## Dataset excerpt:
++++++
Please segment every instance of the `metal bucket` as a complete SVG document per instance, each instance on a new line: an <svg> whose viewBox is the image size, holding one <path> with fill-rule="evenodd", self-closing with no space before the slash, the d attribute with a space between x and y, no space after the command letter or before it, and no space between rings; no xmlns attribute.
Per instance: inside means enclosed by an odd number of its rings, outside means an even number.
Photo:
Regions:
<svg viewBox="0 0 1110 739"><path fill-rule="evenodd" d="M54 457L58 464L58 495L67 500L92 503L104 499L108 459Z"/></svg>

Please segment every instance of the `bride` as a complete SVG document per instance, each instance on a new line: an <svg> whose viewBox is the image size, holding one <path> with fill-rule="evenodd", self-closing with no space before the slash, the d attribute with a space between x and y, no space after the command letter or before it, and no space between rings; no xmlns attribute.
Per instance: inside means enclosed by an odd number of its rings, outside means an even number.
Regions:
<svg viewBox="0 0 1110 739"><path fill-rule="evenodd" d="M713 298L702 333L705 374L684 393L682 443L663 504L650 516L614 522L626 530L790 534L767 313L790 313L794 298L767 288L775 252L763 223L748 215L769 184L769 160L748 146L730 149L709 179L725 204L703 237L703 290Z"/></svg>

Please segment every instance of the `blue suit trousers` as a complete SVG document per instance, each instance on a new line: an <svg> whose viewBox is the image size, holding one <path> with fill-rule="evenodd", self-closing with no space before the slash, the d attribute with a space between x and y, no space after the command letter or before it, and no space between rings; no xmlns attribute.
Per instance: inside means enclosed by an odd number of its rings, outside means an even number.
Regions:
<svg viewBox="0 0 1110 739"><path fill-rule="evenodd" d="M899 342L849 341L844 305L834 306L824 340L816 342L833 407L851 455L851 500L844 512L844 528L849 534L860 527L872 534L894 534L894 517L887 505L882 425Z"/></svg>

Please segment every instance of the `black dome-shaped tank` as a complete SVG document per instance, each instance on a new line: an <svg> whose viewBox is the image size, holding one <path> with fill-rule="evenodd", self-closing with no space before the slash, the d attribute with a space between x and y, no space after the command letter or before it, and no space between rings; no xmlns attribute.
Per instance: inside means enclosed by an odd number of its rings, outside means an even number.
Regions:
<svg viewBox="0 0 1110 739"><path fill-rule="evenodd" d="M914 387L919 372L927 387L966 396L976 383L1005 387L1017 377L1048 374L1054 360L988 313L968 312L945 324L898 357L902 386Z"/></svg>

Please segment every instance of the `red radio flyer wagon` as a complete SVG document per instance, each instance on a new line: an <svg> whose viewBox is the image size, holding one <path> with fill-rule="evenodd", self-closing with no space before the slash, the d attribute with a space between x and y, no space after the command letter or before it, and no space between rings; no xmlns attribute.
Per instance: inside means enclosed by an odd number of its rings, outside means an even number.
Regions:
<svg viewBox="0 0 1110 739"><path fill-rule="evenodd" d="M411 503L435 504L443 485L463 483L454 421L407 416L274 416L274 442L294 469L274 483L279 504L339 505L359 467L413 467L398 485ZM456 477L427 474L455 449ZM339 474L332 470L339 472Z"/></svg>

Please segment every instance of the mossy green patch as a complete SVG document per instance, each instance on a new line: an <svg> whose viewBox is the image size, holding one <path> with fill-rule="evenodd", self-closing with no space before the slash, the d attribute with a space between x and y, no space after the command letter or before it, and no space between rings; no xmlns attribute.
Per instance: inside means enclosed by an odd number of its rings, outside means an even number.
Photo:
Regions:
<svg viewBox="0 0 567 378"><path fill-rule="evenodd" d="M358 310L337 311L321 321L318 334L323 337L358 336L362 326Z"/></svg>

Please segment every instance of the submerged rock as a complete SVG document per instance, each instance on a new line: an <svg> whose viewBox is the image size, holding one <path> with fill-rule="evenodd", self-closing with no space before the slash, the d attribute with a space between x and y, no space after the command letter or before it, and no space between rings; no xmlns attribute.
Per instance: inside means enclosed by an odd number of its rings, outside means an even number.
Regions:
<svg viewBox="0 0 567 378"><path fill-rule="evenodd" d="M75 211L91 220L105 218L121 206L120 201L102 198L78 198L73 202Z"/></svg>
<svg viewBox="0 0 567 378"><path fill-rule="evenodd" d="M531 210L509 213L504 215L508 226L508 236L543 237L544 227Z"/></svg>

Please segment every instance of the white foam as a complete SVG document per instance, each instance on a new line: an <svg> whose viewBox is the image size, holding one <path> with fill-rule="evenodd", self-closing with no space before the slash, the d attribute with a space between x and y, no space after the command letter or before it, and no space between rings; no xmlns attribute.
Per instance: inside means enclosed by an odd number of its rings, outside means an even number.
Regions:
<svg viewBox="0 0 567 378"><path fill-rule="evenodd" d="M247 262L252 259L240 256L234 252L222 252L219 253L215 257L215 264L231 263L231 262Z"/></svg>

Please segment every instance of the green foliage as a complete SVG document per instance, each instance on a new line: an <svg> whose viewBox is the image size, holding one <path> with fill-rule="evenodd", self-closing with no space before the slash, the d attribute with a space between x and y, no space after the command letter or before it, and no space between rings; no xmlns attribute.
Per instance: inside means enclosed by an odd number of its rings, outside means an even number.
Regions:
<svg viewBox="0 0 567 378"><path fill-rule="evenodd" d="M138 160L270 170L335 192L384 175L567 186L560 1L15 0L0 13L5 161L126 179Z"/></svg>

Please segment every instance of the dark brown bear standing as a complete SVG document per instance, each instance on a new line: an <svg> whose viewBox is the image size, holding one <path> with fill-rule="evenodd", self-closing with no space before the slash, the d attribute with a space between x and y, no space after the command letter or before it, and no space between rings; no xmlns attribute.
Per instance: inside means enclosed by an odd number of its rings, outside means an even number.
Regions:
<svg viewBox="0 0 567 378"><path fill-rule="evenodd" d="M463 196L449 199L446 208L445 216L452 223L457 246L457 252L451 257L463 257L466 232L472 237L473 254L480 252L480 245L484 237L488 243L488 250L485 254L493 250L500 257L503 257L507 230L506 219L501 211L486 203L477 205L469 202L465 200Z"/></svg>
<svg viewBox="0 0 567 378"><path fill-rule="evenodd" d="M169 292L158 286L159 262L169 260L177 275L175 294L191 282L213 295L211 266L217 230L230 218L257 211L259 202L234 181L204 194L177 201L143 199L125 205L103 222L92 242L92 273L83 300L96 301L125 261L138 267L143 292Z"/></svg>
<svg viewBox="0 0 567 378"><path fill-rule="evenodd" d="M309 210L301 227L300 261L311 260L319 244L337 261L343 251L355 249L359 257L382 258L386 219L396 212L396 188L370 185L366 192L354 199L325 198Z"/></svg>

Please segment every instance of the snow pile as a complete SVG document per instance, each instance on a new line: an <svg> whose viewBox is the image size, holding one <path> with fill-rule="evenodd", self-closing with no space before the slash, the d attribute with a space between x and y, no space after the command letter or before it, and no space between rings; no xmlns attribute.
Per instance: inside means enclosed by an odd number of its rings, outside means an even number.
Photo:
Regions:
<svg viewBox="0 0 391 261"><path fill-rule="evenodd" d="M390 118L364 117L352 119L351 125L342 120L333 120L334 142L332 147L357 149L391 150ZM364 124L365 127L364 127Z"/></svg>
++++++
## What to work on:
Retype every line of the records above without any changes.

## Solved problem:
Please segment every instance of the `metal bucket` as a complete SVG document per instance, each instance on a new line: an <svg> whose viewBox is the image size, holding one <path> with fill-rule="evenodd", self-closing with no space before the slash, the d attribute with a space between x and y, no space after the command letter or before it, and no space between rings; no xmlns attribute.
Per instance: inside means enclosed by an odd number of its rings, outside means an even number.
Photo:
Regions:
<svg viewBox="0 0 1110 739"><path fill-rule="evenodd" d="M54 457L58 464L58 495L67 500L92 503L104 499L108 459Z"/></svg>

Please segment every instance of the `bride` as a complete SVG document per instance, each instance on a new line: an <svg> whose viewBox is the image size, holding one <path> with fill-rule="evenodd", self-closing with no space before the slash, the d attribute with a space between x and y, no space after the command letter or before it, and no space between rings; no xmlns attribute.
Per instance: inside means enclosed by an odd number of its rings, outside means an even number.
Regions:
<svg viewBox="0 0 1110 739"><path fill-rule="evenodd" d="M713 298L702 333L705 374L684 393L682 443L663 504L650 516L614 522L626 530L790 534L767 313L790 313L794 298L767 288L775 252L763 223L748 215L769 184L769 160L748 146L730 149L709 179L725 204L703 237L703 290Z"/></svg>

Please segment every instance of the `blue suit trousers` as a complete SVG document per instance, each instance on a new line: an <svg> whose viewBox is the image size, holding one <path> with fill-rule="evenodd", self-closing with no space before the slash, the d attribute with a space between x and y, no space after the command letter or before it, and no space between rings; no xmlns attribute.
Per instance: inside means enclosed by an odd number of its rings, outside means an even number.
Regions:
<svg viewBox="0 0 1110 739"><path fill-rule="evenodd" d="M899 342L849 341L844 305L834 306L824 340L816 342L833 407L851 455L851 500L844 512L844 528L849 534L860 527L872 534L894 534L894 517L887 505L882 425Z"/></svg>

Please segment every instance of the `black dome-shaped tank` as a complete SVG document per instance, each instance on a new line: an <svg> whose viewBox is the image size, holding one <path> with fill-rule="evenodd", self-closing with no space before the slash, the d attribute with a space between x and y, no space after the command letter or before it, and no space between rings; no xmlns attribute.
Per instance: inside means enclosed by an odd number of its rings, outside means an even number.
Regions:
<svg viewBox="0 0 1110 739"><path fill-rule="evenodd" d="M914 387L919 372L927 387L966 396L976 383L1005 387L1017 377L1048 374L1054 360L988 313L968 312L945 324L898 357L902 386Z"/></svg>

Please segment every instance of the `red radio flyer wagon` as a complete SVG document per instance, each instance on a new line: an <svg> whose viewBox is the image size, holding one <path> with fill-rule="evenodd", self-closing with no space before the slash, the d attribute with a space between x and y, no space after the command letter or before it, and no space between rings; no xmlns attribute.
Per instance: inside means enclosed by an odd number of its rings, outside means an even number.
Regions:
<svg viewBox="0 0 1110 739"><path fill-rule="evenodd" d="M411 503L435 504L443 485L463 483L454 421L407 416L274 416L274 442L294 469L274 483L279 504L339 505L359 467L413 467L398 485ZM456 477L427 474L455 449ZM339 474L332 470L339 472Z"/></svg>

Please segment every instance of the mossy green patch as a complete SVG document per instance, each instance on a new line: an <svg> whose viewBox is the image size, holding one <path> with fill-rule="evenodd", self-closing with no space before the slash, the d attribute with a space between x and y, no space after the command letter or before it, and no space between rings; no xmlns attribute.
Per instance: inside means enclosed by an odd number of its rings, outside means an even number.
Photo:
Regions:
<svg viewBox="0 0 567 378"><path fill-rule="evenodd" d="M358 310L337 311L321 321L318 334L323 337L358 336L362 326Z"/></svg>

Please segment every instance of the submerged rock as a complete SVG document per instance, each instance on a new line: an <svg> whose viewBox is the image size, holding one <path> with fill-rule="evenodd", self-closing with no space before the slash, the d attribute with a space between x and y, no space after the command letter or before it, and no space between rings; no xmlns attribute.
Per instance: inside means enclosed by an odd number of its rings, outside means an even number.
Regions:
<svg viewBox="0 0 567 378"><path fill-rule="evenodd" d="M75 211L91 220L105 218L121 206L120 201L102 198L78 198L73 202Z"/></svg>
<svg viewBox="0 0 567 378"><path fill-rule="evenodd" d="M531 210L509 213L504 215L508 226L508 236L543 237L544 227Z"/></svg>

Please segment every instance of the white foam as a complete SVG document per instance, each instance on a new line: an <svg> whose viewBox is the image size, holding one <path> with fill-rule="evenodd", self-closing with no space before the slash, the d attribute with a space between x and y, no space after the command letter or before it, and no space between rings; no xmlns attribute.
Per instance: inside means enclosed by an odd number of its rings, outside means an even number.
Regions:
<svg viewBox="0 0 567 378"><path fill-rule="evenodd" d="M247 262L252 259L240 256L234 252L222 252L219 253L215 257L215 264L231 263L231 262Z"/></svg>

Please segment every instance of the green foliage as a complete SVG document per instance, each instance on a new line: an <svg> whose viewBox is the image size, holding one <path> with fill-rule="evenodd", self-closing with no space before the slash, the d attribute with a space between x and y, no space after the command letter or before it, and no space between rings; no xmlns attribute.
Per instance: inside means enclosed by an odd number of its rings, outside means an even number.
Regions:
<svg viewBox="0 0 567 378"><path fill-rule="evenodd" d="M138 160L270 170L335 192L384 175L567 186L560 1L15 0L0 13L5 161L126 179Z"/></svg>

Please segment every instance of the dark brown bear standing as a complete SVG document per instance, each instance on a new line: an <svg> whose viewBox is the image size, holding one <path> with fill-rule="evenodd", self-closing with no space before the slash, the d attribute with a space between x and y, no space after the command letter or before it, and no space between rings; no xmlns attribute.
Per instance: inside means enclosed by an odd number of its rings, outside means an even number.
Regions:
<svg viewBox="0 0 567 378"><path fill-rule="evenodd" d="M463 196L449 199L446 208L445 216L452 223L457 246L457 252L451 257L463 257L466 232L472 237L473 254L480 252L480 245L484 237L488 243L488 250L485 254L493 250L500 257L503 257L507 230L506 219L501 211L486 203L477 205L469 202L465 200Z"/></svg>
<svg viewBox="0 0 567 378"><path fill-rule="evenodd" d="M169 292L158 286L159 262L169 260L177 275L175 294L191 282L213 295L211 266L217 230L230 218L257 211L259 202L234 181L204 194L177 201L143 199L125 205L103 222L92 242L92 273L83 300L96 301L125 261L138 267L143 292Z"/></svg>
<svg viewBox="0 0 567 378"><path fill-rule="evenodd" d="M309 210L301 227L300 261L311 260L319 244L337 261L343 251L355 249L359 257L382 258L386 219L396 212L396 188L370 185L366 192L354 199L325 198Z"/></svg>

Please segment every instance of the snow pile as a complete SVG document per instance, each instance on a new line: an <svg> whose viewBox is the image size, holding one <path> with fill-rule="evenodd", self-closing with no space before the slash, the d attribute with a space between x and y, no space after the command letter or before it, and no space between rings; no xmlns attribute.
Per instance: inside means enclosed by an odd number of its rings, outside means an even number.
Photo:
Regions:
<svg viewBox="0 0 391 261"><path fill-rule="evenodd" d="M390 118L364 117L352 119L351 125L342 120L333 120L334 142L332 147L357 149L391 150ZM364 124L365 127L364 127Z"/></svg>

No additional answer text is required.